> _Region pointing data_
- Opening Delimiter -

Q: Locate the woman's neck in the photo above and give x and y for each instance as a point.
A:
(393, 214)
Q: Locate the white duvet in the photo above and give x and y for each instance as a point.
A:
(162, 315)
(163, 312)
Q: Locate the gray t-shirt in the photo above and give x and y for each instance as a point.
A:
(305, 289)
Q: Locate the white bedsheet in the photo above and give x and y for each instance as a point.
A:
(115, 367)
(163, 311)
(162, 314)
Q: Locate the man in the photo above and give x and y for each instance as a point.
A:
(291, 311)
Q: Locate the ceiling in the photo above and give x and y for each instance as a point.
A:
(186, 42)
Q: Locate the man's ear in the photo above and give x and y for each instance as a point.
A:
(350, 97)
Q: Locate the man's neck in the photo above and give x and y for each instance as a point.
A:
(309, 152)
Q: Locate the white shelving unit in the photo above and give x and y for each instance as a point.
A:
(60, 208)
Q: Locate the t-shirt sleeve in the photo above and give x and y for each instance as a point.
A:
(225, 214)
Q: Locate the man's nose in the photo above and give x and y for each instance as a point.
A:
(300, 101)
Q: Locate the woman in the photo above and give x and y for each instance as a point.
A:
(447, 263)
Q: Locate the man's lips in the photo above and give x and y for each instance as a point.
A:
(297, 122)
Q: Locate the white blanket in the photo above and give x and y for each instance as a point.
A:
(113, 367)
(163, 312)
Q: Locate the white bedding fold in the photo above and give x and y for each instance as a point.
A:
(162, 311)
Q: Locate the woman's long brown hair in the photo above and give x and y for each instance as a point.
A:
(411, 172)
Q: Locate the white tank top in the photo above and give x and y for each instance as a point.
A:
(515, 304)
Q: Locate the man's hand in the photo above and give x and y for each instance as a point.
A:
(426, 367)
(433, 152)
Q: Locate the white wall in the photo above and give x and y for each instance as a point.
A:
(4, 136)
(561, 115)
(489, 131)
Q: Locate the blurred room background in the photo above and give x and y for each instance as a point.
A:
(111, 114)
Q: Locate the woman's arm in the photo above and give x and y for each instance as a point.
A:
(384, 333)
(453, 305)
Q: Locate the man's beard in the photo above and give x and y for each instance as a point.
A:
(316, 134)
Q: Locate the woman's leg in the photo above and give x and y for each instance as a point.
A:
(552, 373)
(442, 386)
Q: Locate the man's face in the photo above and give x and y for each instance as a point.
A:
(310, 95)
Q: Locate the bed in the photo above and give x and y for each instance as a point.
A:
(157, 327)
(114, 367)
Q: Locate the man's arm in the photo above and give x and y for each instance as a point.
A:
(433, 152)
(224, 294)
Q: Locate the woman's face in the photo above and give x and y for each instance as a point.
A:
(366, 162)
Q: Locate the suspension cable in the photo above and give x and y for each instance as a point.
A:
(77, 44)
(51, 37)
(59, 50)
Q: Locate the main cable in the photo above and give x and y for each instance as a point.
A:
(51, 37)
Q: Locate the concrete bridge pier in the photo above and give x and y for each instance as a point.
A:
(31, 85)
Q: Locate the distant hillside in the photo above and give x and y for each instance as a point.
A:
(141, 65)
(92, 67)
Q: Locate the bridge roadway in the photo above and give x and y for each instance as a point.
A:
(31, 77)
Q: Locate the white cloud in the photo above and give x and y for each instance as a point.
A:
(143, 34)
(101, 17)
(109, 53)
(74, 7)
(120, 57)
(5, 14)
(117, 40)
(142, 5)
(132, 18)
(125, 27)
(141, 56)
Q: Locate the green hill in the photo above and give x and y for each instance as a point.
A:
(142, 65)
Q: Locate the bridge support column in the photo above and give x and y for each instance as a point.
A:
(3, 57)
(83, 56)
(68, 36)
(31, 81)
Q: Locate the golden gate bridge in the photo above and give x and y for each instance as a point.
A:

- Closing Delimiter -

> _Assignment_
This task calls for every entry above to be transcribed exactly.

> _Written response_
Q: Locate the woman's neck in the photo above and give x and y for each instance as a point.
A:
(393, 214)
Q: Locate the white duvet in the photo above and give x and y for each instance as a point.
A:
(162, 315)
(163, 312)
Q: Locate the gray t-shirt in the photo above and give x and y for each instance as a point.
A:
(305, 289)
Q: Locate the white bedsheet in the photo above and give x and y for each instance as a point.
A:
(115, 367)
(163, 311)
(162, 314)
Q: Locate the man in the photo above and give x and y for each instance as a point.
A:
(291, 311)
Q: Locate the ceiling in the photo above and give x and y for each instance as a point.
A:
(186, 42)
Q: Locate the man's ear in the photo above and give x and y for each instance as a point.
A:
(350, 97)
Q: Locate the man's neck in the photo above and give x and y for each instance as a point.
A:
(309, 152)
Q: Locate the white shelving unit in the photo above and give x and y for each instance as a point.
A:
(60, 208)
Q: Locate the t-shirt sleeve in the photo above and give x and y for each instance as a point.
A:
(225, 214)
Q: Locate the man's nose in the photo above and give x and y for each instance as a point.
A:
(300, 101)
Q: Locate the woman in the photo above and give x and y for each instance as a point.
A:
(447, 263)
Q: Locate the man's lips in the photo above and give x and y for each instance as a point.
A:
(297, 122)
Q: Locate the white blanket in the photo above and give x and y for each instance as a point.
A:
(113, 367)
(163, 312)
Q: Locate the white bedding fold in the photo above and give x and y for each instance as a point.
A:
(162, 311)
Q: Locate the woman's long brown hair in the photo above and give x and y for each instance as a point.
A:
(411, 172)
Q: Locate the white tank top in the photo above and give x and y for each instance as a point.
A:
(515, 304)
Q: Locate the man's hand in the photo above and give x and y for each instance as a point.
A:
(426, 367)
(433, 152)
Q: Locate the white wall in the photo above and give x and y for each instance as a point.
A:
(4, 136)
(561, 115)
(489, 131)
Q: Locate the blurred room background in the photo above and give x and y for each instance as a point.
A:
(111, 114)
Q: Locate the woman's arm in the photo above and give x and y for each instance as a point.
A:
(384, 333)
(453, 305)
Q: Locate the man's beard in the photo above and give x and y for each instance as a point.
A:
(316, 134)
Q: Locate the woman's leg in the photo above and give x and y for each instance as a point.
A:
(552, 373)
(442, 386)
Q: Locate the man's face in the photo above and give x and y for each instance as a point.
A:
(310, 95)
Q: Locate the bed in the photo above and give x and y for each instance as a point.
A:
(157, 327)
(114, 367)
Q: Locate the man's arm in the photo above and give x and y for each instance as a point.
A:
(433, 152)
(224, 294)
Q: Locate the woman's face in the photo above and give x and y for each instance as a point.
A:
(366, 162)
Q: Locate the suspension cable in the photo above and give x and y for each instance as a point.
A:
(77, 44)
(51, 37)
(59, 50)
Q: Locate the main cable in the photo above and give x and y for each instance as a point.
A:
(51, 37)
Q: Locate the concrete bridge pier in the photo above and give x and y for each instance as a point.
A:
(31, 85)
Q: Locate the distant hillside in the photo above and give x and y for each instance as a point.
A:
(141, 65)
(92, 67)
Q: Locate the bridge roadway in the photo above and give x and y for each instance as a point.
A:
(31, 77)
Q: Locate the white cloud in the photo above and give x and y for each instance as a point.
A:
(143, 34)
(101, 17)
(109, 53)
(74, 7)
(120, 57)
(5, 14)
(117, 40)
(142, 5)
(132, 18)
(125, 27)
(141, 56)
Q: Locate the green hill in the photo above and give x and y for each instance as a point.
A:
(142, 65)
Q: Locate the bridge support column in the photo above and give x and y for each instance as a point.
A:
(3, 57)
(83, 56)
(68, 36)
(31, 81)
Q: Locate the golden gate bridge in the photo above and give x and y for each instance as a point.
A:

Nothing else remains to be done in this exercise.